*** Opening EXCERPTED RECORDS ***
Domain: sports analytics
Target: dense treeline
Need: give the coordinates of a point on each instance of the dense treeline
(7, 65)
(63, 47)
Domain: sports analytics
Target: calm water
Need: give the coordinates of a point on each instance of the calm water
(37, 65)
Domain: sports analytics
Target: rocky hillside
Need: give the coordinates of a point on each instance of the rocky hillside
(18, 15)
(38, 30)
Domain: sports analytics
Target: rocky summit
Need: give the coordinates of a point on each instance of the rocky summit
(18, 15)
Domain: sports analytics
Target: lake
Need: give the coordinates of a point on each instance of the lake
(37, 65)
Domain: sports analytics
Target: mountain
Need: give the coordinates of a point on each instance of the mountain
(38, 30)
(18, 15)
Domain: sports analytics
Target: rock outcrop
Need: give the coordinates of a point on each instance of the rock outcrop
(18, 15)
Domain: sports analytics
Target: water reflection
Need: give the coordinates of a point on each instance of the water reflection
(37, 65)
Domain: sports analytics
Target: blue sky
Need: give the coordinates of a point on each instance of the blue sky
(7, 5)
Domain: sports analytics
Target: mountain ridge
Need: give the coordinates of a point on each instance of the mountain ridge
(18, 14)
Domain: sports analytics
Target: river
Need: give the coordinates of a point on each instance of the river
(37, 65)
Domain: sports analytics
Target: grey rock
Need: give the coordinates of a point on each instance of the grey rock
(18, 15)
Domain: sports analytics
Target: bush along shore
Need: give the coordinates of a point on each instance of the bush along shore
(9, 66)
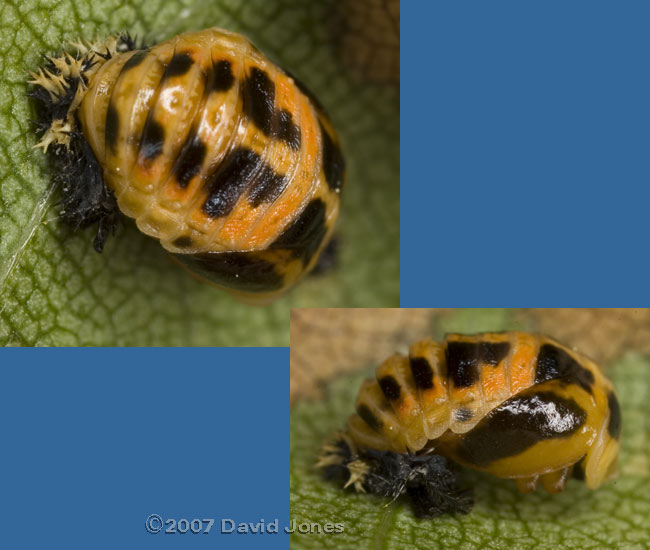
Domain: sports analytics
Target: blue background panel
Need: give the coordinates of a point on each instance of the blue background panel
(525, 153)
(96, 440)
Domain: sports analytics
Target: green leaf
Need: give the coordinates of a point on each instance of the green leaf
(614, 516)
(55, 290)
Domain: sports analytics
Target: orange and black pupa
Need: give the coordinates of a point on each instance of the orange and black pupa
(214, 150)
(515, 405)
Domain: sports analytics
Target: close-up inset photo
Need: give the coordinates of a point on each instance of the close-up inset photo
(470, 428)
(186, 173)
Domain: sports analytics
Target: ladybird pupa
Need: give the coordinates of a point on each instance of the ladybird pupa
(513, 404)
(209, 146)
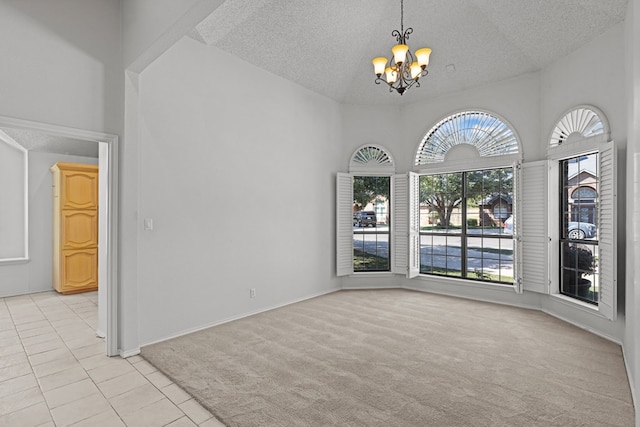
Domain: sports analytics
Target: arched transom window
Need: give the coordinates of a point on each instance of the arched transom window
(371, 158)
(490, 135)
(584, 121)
*** Closing EXCERPTED RECORDS ***
Each line above from the one with "the rock outcrop" up to and including the one with "Target: blue sky" must be set down exactly, and no line outside that span may appear.

* [TASK RESPONSE]
Need: give the coordinates of a point on each instance of the rock outcrop
(18, 15)
Domain: sports analytics
Target: water reflection
Need: give the coordinates of a point on each instance of the water reflection
(37, 65)
Domain: sports analytics
Target: blue sky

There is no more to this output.